=== AVAILABLE RECORDS ===

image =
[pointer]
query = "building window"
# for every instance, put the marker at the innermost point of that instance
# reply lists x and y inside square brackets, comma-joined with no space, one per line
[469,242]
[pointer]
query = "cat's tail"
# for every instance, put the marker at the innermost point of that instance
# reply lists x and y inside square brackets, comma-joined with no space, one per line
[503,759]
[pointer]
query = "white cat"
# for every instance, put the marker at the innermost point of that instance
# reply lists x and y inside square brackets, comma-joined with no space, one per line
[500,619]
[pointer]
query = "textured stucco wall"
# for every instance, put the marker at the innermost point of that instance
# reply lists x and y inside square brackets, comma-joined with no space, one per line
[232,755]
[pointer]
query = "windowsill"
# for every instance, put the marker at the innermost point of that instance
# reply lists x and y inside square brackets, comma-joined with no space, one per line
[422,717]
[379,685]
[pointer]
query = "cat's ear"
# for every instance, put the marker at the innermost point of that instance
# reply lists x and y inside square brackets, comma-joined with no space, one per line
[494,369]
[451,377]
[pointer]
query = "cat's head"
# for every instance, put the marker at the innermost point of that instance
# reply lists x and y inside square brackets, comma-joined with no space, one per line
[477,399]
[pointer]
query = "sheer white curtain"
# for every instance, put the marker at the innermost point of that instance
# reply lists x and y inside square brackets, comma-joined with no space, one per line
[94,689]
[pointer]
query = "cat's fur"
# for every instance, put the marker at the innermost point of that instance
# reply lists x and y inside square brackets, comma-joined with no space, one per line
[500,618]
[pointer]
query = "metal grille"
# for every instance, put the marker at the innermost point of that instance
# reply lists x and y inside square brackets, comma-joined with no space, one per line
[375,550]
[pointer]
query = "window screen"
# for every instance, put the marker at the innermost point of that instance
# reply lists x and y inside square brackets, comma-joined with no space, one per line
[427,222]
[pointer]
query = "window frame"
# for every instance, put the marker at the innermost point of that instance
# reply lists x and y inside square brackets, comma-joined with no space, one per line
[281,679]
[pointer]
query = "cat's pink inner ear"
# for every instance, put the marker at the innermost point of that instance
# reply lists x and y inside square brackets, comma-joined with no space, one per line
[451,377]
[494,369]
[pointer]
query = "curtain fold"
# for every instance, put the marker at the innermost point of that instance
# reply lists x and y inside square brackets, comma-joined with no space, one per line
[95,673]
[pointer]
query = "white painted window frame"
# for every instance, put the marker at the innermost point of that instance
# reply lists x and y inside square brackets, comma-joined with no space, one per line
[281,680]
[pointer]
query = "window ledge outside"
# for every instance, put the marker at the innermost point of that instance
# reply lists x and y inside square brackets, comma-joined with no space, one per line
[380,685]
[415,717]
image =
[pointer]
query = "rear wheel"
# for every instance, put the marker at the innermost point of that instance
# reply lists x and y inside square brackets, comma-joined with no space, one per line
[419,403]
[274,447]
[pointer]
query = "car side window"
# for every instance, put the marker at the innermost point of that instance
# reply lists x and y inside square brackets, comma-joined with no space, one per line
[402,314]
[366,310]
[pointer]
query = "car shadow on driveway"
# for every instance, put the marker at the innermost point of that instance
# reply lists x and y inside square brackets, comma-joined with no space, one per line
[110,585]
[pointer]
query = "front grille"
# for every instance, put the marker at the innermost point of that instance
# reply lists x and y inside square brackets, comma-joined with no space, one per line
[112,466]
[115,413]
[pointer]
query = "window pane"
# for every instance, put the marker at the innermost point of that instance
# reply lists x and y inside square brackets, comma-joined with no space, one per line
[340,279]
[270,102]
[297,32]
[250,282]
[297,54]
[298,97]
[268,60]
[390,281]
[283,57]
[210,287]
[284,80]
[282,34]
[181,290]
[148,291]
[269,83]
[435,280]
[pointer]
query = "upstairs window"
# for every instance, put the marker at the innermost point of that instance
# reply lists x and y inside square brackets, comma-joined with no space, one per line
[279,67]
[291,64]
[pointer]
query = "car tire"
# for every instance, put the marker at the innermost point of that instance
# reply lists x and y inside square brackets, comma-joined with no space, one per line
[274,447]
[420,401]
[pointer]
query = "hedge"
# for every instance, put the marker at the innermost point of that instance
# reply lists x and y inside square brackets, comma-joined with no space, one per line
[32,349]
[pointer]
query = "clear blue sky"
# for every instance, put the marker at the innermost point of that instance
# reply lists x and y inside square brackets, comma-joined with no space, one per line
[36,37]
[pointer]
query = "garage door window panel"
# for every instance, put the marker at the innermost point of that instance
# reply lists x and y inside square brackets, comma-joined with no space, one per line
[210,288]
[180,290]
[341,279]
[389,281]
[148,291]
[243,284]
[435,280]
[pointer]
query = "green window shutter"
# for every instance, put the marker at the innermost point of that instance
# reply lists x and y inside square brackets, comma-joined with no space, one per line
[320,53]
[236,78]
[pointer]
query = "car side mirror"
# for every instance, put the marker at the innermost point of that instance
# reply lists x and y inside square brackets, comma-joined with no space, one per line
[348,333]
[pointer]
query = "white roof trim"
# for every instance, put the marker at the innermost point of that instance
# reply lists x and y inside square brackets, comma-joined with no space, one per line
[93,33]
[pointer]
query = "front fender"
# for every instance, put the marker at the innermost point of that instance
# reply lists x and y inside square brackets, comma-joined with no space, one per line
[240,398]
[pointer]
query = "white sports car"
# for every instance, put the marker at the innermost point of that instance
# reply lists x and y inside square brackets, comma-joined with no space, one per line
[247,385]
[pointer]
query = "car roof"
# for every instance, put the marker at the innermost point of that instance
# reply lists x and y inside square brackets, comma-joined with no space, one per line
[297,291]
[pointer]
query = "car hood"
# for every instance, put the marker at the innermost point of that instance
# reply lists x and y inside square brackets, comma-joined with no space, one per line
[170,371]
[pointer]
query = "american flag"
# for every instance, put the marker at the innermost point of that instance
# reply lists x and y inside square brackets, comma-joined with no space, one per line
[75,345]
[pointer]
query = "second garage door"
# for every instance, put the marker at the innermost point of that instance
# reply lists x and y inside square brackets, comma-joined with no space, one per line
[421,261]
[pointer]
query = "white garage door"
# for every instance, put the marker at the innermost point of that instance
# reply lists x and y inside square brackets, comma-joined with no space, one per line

===

**TASK ITEM**
Your reply needs to reproduce all of the listing exactly.

**EXPECTED OUTPUT**
image =
[pointer]
query = "building window"
# for every instance, put the marker at the innermost point of that instance
# reply lists x and y inside square brackets, comma-joined with no space, one per line
[469,242]
[pointer]
query = "cat's tail"
# for every instance, put the marker at the innermost point of that instance
# reply lists x and y inside square brackets, comma-joined with no space, one per line
[503,759]
[pointer]
query = "white cat"
# for every instance, put the marker at the innermost point of that instance
# reply lists x and y inside square brackets, comma-joined with no space, one per line
[500,619]
[pointer]
query = "textured stucco wall"
# for every instance, put the marker at the innermost point of that instance
# reply lists x and y inside square brackets, comma-joined with no space, one per line
[232,755]
[pointer]
query = "windowsill"
# for every instance, put the marker at the innermost point of that instance
# reply lists x and y inside square brackets, comma-joined with no space, one per line
[422,717]
[379,685]
[pointer]
query = "cat's ear"
# for every instance, put the marker at the innermost point of that instance
# reply lists x and y inside square brackets, comma-joined with no space, one per line
[494,369]
[451,377]
[pointer]
query = "cat's head"
# for every instance, put the marker at the innermost point of that instance
# reply lists x and y inside square brackets, comma-joined with no space, one per line
[477,399]
[pointer]
query = "sheer white curtain"
# for every instance, put the marker at the innermost point of that instance
# reply lists x and y inside square brackets, comma-joined with no space, one per line
[94,689]
[pointer]
query = "cat's fur"
# for every instance, put the marker at the innermost point of that instance
# reply lists x and y inside square brackets, comma-joined with no space, one per line
[500,618]
[pointer]
query = "metal grille"
# for every instance, put the marker at the innermost point of that instance
# reply lists x and y inside square brackets, comma-joined with no space, one per line
[375,550]
[pointer]
query = "window screen"
# for every instance, put the marker at the innermost point of that instance
# reply lists x and y inside square brackets, comma-joined with no space, one per line
[427,222]
[pointer]
query = "window frame"
# for every instance, put the marker at the innermost point of that instance
# reply lists x and y inside square brackets, comma-joined with no space, one per line
[281,679]
[pointer]
query = "cat's pink inner ear"
# for every instance, put the marker at the innermost point of that instance
# reply lists x and y inside square brackets, comma-joined with no space, one per line
[451,377]
[494,369]
[pointer]
query = "curtain fold"
# for every instance, put the marker at the innermost point of that instance
# reply lists x and y inside square brackets, comma-joined with no space, one per line
[95,673]
[pointer]
query = "white painted window frame"
# for every instance, put the marker at the innermost point of that instance
# reply lists x and y inside square brackets, comma-joined with no space, one per line
[281,680]
[pointer]
query = "window ledge outside"
# for every instance, put the marker at the innermost point of that instance
# reply lists x and y inside square brackets, comma-joined with no space, one per line
[380,685]
[415,717]
image =
[pointer]
query = "rear wheel"
# for every instance, put the marker at the innermost point of that instance
# reply lists x and y inside square brackets, comma-joined with no space, one per line
[419,403]
[274,447]
[pointer]
query = "car side window"
# for every instance, put the marker at the innermost point of that instance
# reply lists x and y inside square brackets, comma-joined with no space, one per line
[402,314]
[366,310]
[pointer]
query = "car shadow on driveway"
# for every instance, put the marker at the innermost point of that instance
# reply lists x and y inside square brackets, comma-joined with no space, one per line
[110,585]
[pointer]
query = "front grille"
# for every instance, put the marker at the innermost point of that instance
# reply lists x and y inside square brackets, comma-joined with no space, one per line
[112,466]
[115,413]
[pointer]
query = "window pane"
# for every instance, put the marker at the innermost point of that instance
# reply lists x and y inside square brackets, comma-joined with no space, one per line
[340,279]
[270,102]
[297,32]
[250,282]
[297,54]
[298,97]
[268,60]
[390,281]
[283,57]
[210,287]
[284,80]
[282,34]
[181,290]
[148,291]
[269,83]
[435,280]
[pointer]
query = "upstairs window"
# for every instance, put the marker at the innermost point of that instance
# reply lists x and y inside square brackets, comma-joined with no space, one per line
[279,67]
[291,64]
[pointer]
query = "car tire"
# for every instance, put the marker at the innermost point of that instance
# reply lists x and y inside square brackets, comma-joined with no space, one per line
[274,447]
[420,401]
[pointer]
query = "hedge"
# for every instance, put the marker at the innermost point of that instance
# reply lists x and y inside square brackets, comma-joined with no space, one per line
[32,349]
[pointer]
query = "clear blue sky"
# for every instance, put the marker at the innermost point of that instance
# reply lists x and y inside square brackets, comma-joined with no space, one per line
[36,37]
[pointer]
query = "garage door window panel"
# for every instance, put the marker at the innermost point of that instance
# reply lists x and y inside square brackets, comma-joined with no space, one per line
[210,288]
[180,290]
[341,279]
[389,281]
[148,291]
[243,284]
[435,280]
[pointer]
query = "green window shutter"
# for every instance, put the marker at the innermost point of that instance
# reply lists x and y inside square brackets, comma-joined with no space, one per line
[320,53]
[236,78]
[pointer]
query = "car side mirror"
# for every instance, put the marker at the innermost point of that instance
# reply lists x and y inside square brackets, comma-joined with no space, one per line
[348,333]
[pointer]
query = "white roof trim"
# for every instance, put the marker at the innermost point of that instance
# reply lists x and y inside square brackets, comma-joined with no space, one per line
[93,33]
[pointer]
query = "front fender"
# for every instance, put the marker at the innermost point of that instance
# reply lists x and y inside square brackets, comma-joined with no space, one per line
[240,398]
[pointer]
query = "white sports car"
# for every instance, put the marker at the innermost point of that instance
# reply lists x and y inside square brackets, comma-joined with no space, one per line
[247,385]
[pointer]
query = "car roof"
# for every instance, put the marker at the innermost point of that instance
# reply lists x and y inside square brackets, comma-joined with no space, one per line
[297,291]
[pointer]
query = "car hood"
# for every instance, put the marker at the innermost point of that instance
# reply lists x and y inside square brackets, comma-joined with no space, one per line
[170,371]
[pointer]
query = "american flag"
# for every instance, put the marker at the innermost point of that instance
# reply lists x and y inside square brackets, comma-joined with no space, one per line
[75,345]
[pointer]
query = "second garage door"
# for every instance, put the marker at the innermost point of that instance
# reply lists x and y inside square brackets, comma-joined with no space, one per line
[421,261]
[pointer]
query = "white garage door"
# for every instance, put the marker at the innermost point of that instance
# reply lists x and y inside square brackets, comma-joined with no space, one per line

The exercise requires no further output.